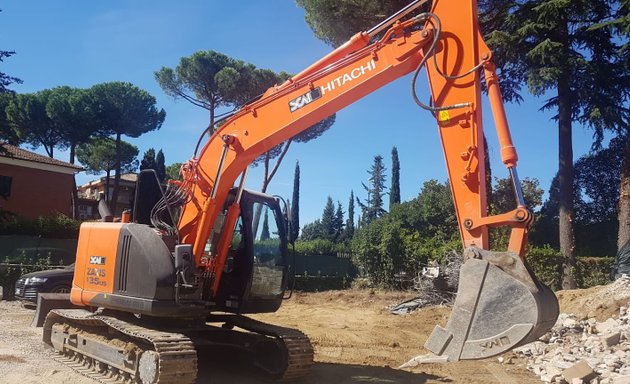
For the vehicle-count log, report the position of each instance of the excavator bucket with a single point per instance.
(500, 305)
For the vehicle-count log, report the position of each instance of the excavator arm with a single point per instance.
(500, 303)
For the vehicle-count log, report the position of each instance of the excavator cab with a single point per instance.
(255, 274)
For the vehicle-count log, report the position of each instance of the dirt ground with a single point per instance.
(356, 340)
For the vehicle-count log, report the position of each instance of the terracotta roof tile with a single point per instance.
(12, 151)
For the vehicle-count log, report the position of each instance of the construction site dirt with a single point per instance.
(356, 339)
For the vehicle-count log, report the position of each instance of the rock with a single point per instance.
(570, 323)
(611, 339)
(580, 370)
(610, 325)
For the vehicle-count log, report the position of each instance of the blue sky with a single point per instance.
(82, 43)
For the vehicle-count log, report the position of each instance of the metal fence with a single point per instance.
(15, 249)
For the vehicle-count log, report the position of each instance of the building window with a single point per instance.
(5, 186)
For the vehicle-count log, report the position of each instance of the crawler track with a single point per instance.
(298, 348)
(112, 350)
(169, 357)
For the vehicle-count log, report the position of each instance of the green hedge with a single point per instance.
(55, 226)
(321, 283)
(546, 262)
(10, 273)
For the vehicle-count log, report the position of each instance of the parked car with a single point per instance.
(51, 280)
(31, 255)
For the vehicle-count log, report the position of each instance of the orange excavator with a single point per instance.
(186, 268)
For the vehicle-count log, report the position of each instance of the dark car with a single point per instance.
(52, 280)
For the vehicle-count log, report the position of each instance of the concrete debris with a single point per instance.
(583, 350)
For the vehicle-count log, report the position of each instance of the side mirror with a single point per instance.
(184, 264)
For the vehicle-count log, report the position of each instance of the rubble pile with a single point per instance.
(579, 349)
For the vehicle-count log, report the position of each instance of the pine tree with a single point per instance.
(394, 192)
(295, 204)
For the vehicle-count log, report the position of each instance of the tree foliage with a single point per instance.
(372, 208)
(27, 115)
(160, 165)
(212, 80)
(7, 131)
(124, 109)
(412, 233)
(335, 21)
(394, 192)
(71, 112)
(561, 47)
(596, 202)
(154, 161)
(148, 160)
(103, 154)
(173, 171)
(295, 204)
(6, 80)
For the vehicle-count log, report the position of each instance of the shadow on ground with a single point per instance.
(321, 373)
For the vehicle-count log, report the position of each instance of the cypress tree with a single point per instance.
(394, 192)
(295, 205)
(373, 206)
(160, 166)
(264, 234)
(573, 50)
(328, 220)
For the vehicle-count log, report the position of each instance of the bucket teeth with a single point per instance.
(500, 305)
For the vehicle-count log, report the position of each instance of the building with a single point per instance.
(89, 194)
(32, 185)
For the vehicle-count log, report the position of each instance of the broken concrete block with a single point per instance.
(611, 339)
(580, 370)
(609, 325)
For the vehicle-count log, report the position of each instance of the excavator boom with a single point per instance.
(159, 281)
(500, 303)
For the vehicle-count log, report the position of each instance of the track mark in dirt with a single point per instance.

■ ■ ■

__Assignment__: I would like the data copied exactly as it stands, with no pictures included.

__Task output__:
For the vehicle-count log, report the position of each instance of the excavator bucket with a single point per instance.
(500, 305)
For the vehicle-count log, report the position of each instance of the excavator arm with a single point per instance.
(500, 303)
For the vehicle-count log, report the position of each instance of the excavator cab with a single point per instance.
(255, 274)
For the vehicle-count log, report the position of each instance of the dirt ground with a single point per instance.
(356, 340)
For the vehicle-count log, report the position of each instance of the terracotta roof tile with a single point per instance.
(12, 151)
For the vehicle-count log, report the position of each instance of the construction site dirt with a single point per instance.
(356, 339)
For the vehicle-count log, report the position of each instance of the rock with a single point per instance.
(570, 323)
(611, 339)
(580, 370)
(610, 325)
For the vehicle-count log, report the position of each instance of the blue sky with a single point per instance.
(82, 43)
For the vehicle-count log, report the position of each instance of the metal fence with a single point per instance.
(15, 249)
For the vehicle-count log, report the position of each instance of the building window with a single point per instance.
(5, 186)
For the vehicle-count log, report the position of each instance of the crawler track with a single point per instance.
(298, 348)
(112, 350)
(169, 357)
For the vehicle-count log, report the position of each instance of the green hedge with a single point per instance.
(55, 226)
(321, 283)
(546, 262)
(10, 273)
For the vehicle-count log, report the position of each instance of the parked car with a single point per instance.
(51, 280)
(31, 255)
For the vehicle-count log, report the position of each instance of the orange excavator with a single point per instance.
(186, 268)
For the vehicle-count log, report the position of each instance of the dark car with a single point per instance.
(52, 280)
For the vehicle-count log, report the position of each instance of the concrete debris with a single point per instance.
(583, 350)
For the vehicle-count log, report the position of each instance of the side mirror with a single point per instance.
(184, 264)
For the vehicle-count log, report the position of each instance of the rubble pile with a single point per instance.
(579, 349)
For the vehicle-count log, report the position of each instance of the pine tree with a single point per instance.
(394, 192)
(295, 204)
For the vehicle-count log, report the position of each instance of the tree foliage with a single point per instance.
(372, 208)
(27, 115)
(160, 165)
(212, 80)
(7, 131)
(124, 109)
(412, 233)
(335, 21)
(394, 192)
(71, 112)
(561, 47)
(596, 202)
(154, 161)
(148, 160)
(103, 154)
(173, 171)
(295, 204)
(6, 80)
For the vehicle-count log, report the position of each instance of the shadow on ground with a single point per instance.
(321, 373)
For the vehicle-count log, report the position of each instance of the cypress tree with a single point per instance.
(394, 192)
(295, 205)
(373, 206)
(160, 166)
(264, 234)
(573, 50)
(328, 220)
For the vehicle-count log, report the position of each instance of the bucket teeth with a single point per instance.
(500, 305)
For the vehicle-count log, report the position of each instance of the building with a single point per instance.
(89, 194)
(32, 185)
For the vehicle-count log, report the position of each instance of the broken concrete block with a single point per instance.
(611, 339)
(580, 370)
(609, 325)
For the vehicle-count log, report the position of each instance of the excavator boom with a single point per instance.
(159, 281)
(500, 303)
For the vehicle-count log, report the position of each instance of the track mark in dirt with a single point per instance.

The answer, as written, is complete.